The defendants appeal from the trial court’s decree quieting title in the State. *749Although the case was initially instituted by the Capitol Building Improvement Commission, the State itself has been substituted as the proper party, appellee.
The trial was upon stipulated facts, and, inasmuch as the appellants (whom we will hereafter refer to as “Thomson”) make divergent attacks upon the findings made by the court, we will summarize the stipulated facts insofar as they are necessary for decision, rather than refer to the findings themselves.
The New Mexico Penitentiary was established and its Board of Managers created in 1884. In 1893, the Board, by statute, was given the power of eminent domain (ch. 68, § 1, Sess.L.1893). In about 1900, the Board having acquired certain lands to the south of the penitentiary itself, both east and west of the tract involved in this litigation, entered upon and took possession of this particular property and commenced livestock pursuits thereon. The tract was within the area covered by patent from the United States to the City of Santa Fe, dated February 16, 1901. At that time, the owner of the property was unascertained or unlocatable, and no effort was made to purchase the land. The Board continued its physical possession of the tract until 1956 or 1957, having constructed improvements from time to time, consisting of a dairy barn, cattle and pig sheds and corrals, dog houses and runs, a slaughter house, a lumber shed, tool sheds, and fences. The penitentiary has now been moved to another site, and, since 1959, the property in question has been vacant. The records of Santa Fe County do not disclose a conveyance or lease of the property to the Board of Penitentiary Commissioners and there has never been any written license or permission to use the tract. The record title to the tract, in 1900, stood in the name of Rena H. Spiegelberg, or R. H. Spiegelberg, who at that time was a resident either of Santa Fe or New York City. There is no record of the assessment of ad valorem taxes prior to the year 1931, but, insofar as the taxes for 1931 through 1933, the records do show that they were paid by issuance of a tax deed, by which the tract was sold to the State for unpaid taxes. This deed was issued in 1937. In 1952, Spiegelberg conveyed the property by quitclaim deed to the defendant Thomson, and thereafter Thomson made application to repurchase the tract from the Tax Commission and received a deed therefor upon the showing that they had paid $52.52 taxes for the years 1943-1952. There were never any condemnation proceedings filed, nor was there ever any attempt by Spiegelberg to eject the State from the property, nor any effort to obtain compensation for its use. Thomson has never been in possession of the property.

SHORT PROBLEM>
Resume the court opinion on the Santa Fe penitentiary land, picking up right after its last sentence. The rows that come next are separate material and not part of the court opinion.

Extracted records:
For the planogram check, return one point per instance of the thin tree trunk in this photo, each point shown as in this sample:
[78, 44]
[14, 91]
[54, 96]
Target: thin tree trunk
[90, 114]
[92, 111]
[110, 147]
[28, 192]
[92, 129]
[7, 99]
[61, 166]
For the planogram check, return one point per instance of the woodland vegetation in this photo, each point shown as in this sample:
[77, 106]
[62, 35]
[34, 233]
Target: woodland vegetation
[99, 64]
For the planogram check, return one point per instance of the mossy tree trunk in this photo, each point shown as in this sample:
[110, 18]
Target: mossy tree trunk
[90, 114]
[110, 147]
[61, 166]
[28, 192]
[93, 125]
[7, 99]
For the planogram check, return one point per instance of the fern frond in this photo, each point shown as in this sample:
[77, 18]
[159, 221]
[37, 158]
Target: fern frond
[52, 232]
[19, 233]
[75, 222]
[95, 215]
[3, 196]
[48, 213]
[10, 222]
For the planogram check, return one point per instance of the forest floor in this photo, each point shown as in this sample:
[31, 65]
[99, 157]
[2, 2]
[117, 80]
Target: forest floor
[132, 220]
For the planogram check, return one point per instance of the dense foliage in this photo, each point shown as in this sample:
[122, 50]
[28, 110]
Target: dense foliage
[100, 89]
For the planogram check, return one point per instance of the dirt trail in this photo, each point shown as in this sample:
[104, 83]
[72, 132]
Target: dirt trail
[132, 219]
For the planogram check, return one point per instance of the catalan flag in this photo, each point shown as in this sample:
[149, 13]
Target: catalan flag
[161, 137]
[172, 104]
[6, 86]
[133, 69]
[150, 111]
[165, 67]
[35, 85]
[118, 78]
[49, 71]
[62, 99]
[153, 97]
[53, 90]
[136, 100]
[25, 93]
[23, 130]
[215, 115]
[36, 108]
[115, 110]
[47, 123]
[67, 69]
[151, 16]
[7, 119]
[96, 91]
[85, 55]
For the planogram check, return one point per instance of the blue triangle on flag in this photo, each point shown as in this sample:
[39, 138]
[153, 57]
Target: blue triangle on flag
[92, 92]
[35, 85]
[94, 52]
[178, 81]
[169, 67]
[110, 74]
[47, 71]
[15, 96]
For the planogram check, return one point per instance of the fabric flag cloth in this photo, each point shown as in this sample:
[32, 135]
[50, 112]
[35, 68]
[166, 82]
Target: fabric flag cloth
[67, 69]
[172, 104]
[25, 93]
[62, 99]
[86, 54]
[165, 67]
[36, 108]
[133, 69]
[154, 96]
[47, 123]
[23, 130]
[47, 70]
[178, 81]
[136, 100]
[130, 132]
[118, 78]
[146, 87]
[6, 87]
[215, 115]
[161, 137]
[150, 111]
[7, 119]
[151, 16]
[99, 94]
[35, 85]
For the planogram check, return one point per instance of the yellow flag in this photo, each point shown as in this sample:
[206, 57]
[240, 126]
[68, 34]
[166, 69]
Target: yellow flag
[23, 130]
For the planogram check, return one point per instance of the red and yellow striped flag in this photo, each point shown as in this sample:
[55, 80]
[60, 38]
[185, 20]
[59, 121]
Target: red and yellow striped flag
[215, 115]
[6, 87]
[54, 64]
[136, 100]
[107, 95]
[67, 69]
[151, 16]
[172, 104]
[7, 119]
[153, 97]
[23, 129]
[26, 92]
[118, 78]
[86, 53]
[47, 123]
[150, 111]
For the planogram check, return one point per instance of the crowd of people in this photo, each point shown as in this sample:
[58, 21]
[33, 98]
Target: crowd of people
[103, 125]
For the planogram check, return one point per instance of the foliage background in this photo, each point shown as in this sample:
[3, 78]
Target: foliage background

TASK ANSWER>
The trial court concluded that the Board of Penitentiary Commissioners had the right to acquire fee simple title in 1900 by condemnation proceedings and that there occurred a de facto condemnation which extinguished the Spiegelberg title; that the Spiegelberg quitclaim deed conveyed no title; and that the tax sale in 1952 and the deed to Thomson had no effect on the State’s title to the property. Alternatively, the court concluded that, after the issuance of the tax deed to the State in 1937, the State had absolute fee simple title, which was transferred to the penitentiary by act of the legislature in 1939. The trial court also made other conclusions that certain tax statutes allowing the right to repurchase were unconstitutional, insofar as this proceeding was concerned; however, we need not consider this phase of the case as our decision is upon another basis.
We fully appreciate the trial judge’s dilemma which resulted in giving alternative bases for his decision. It must have occurred to him, as it is so apparent to us, that there were other obvious reasons why the-' State’s title could be quieted which were neither pleaded nor argued. In such a situation, it is somewhat difficult, to resist the temptation to decide the case on an apparent and.obvious■ theory rather *750than on the basis argued. However, rather than go outside the briefs and the pleadings themselves, we will determine the matter on the arguments here present, even though to do so is both circuitous and lengthy.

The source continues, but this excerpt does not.